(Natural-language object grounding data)
__________________________________________________

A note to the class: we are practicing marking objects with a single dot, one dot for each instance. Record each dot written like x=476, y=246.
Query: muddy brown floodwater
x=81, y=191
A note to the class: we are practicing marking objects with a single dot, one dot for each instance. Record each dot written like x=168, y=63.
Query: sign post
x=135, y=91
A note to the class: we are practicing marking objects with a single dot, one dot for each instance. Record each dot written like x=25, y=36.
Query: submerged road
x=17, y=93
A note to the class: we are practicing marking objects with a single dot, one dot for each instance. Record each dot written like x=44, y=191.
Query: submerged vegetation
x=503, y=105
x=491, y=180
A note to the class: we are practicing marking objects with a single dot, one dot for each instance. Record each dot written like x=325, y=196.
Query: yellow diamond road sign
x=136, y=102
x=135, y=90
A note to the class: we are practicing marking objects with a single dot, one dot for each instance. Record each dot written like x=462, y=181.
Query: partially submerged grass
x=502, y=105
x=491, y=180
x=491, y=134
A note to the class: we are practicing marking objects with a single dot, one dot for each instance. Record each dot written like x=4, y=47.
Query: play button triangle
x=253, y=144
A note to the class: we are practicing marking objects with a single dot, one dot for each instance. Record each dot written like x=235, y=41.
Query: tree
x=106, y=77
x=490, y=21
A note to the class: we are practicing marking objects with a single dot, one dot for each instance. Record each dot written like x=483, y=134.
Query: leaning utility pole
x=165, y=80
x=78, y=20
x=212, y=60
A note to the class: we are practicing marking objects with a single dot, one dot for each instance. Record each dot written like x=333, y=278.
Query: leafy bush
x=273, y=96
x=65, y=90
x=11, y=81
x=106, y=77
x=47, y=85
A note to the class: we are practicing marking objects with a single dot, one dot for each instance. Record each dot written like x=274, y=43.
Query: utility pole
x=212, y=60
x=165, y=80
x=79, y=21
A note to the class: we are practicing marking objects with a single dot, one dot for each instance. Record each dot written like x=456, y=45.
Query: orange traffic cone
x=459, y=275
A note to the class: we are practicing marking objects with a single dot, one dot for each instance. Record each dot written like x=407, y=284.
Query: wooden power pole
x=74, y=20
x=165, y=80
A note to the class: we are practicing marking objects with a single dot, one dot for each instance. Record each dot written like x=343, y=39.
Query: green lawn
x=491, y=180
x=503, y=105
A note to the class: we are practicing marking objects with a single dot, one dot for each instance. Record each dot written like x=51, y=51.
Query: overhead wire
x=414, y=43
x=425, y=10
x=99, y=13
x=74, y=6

__________________________________________________

Problem description →
The records must be reproduced in full. Nothing should differ.

Response →
A note to the class: we are practicing marking objects with a single dot, one dot for each instance. Record each dot written like x=476, y=246.
Query: muddy brown floodwater
x=81, y=191
A note to the class: we are practicing marking objects with a single dot, one dot for each instance. Record each dot written like x=168, y=63.
Query: sign post
x=135, y=91
A note to the class: we are practicing marking objects with a single dot, one dot for each instance. Record each dot written like x=25, y=36.
Query: submerged road
x=17, y=93
A note to the class: we are practicing marking objects with a single dot, one dot for each instance. Record each dot written like x=44, y=191.
Query: submerged vegetation
x=503, y=105
x=491, y=180
A note to the class: we are practicing marking objects with a single dot, one dot for each instance. Record each dot written like x=325, y=196.
Query: yellow diamond road sign
x=136, y=102
x=135, y=90
A note to the class: we are practicing marking objects with a single dot, one dot for each instance. Record each dot written like x=462, y=181.
Query: partially submerged grass
x=502, y=105
x=491, y=180
x=491, y=134
A note to the class: we are practicing marking objects with a single dot, one dot for each instance. Record each dot written like x=4, y=47.
Query: play button triangle
x=253, y=144
A note to the class: we are practicing marking objects with a single dot, one dot for each instance. Record each dot written like x=235, y=41.
Query: tree
x=106, y=77
x=490, y=21
A note to the class: we are practicing marking objects with a single dot, one dot for each instance. Record each dot written like x=483, y=134.
Query: leaning utility pole
x=165, y=80
x=78, y=20
x=212, y=60
A note to the class: we are practicing marking objects with a single dot, one dot for each instance. Record each dot written like x=333, y=278.
Query: leafy bush
x=273, y=96
x=65, y=90
x=11, y=81
x=106, y=77
x=47, y=85
A note to the class: we are practicing marking objects with a single dot, one dot for each instance. Record each dot written like x=274, y=43.
Query: utility pole
x=212, y=60
x=165, y=80
x=79, y=21
A note to the class: we are practicing marking objects with a single dot, one dot for each instance. Record each dot written like x=456, y=45.
Query: orange traffic cone
x=459, y=275
A note to the class: we are practicing marking objects with a single dot, one dot for each instance. Record each dot written like x=407, y=284.
Query: wooden power pole
x=74, y=20
x=165, y=80
A note to the class: we are practicing marking objects with a single dot, one dot for each instance. Record each dot written like x=343, y=39.
Query: green lawn
x=491, y=180
x=503, y=105
A note to the class: we are practicing marking objects with a single dot, one dot for each instance. Record each dot written like x=51, y=51.
Query: overhead wire
x=414, y=43
x=425, y=10
x=99, y=13
x=74, y=6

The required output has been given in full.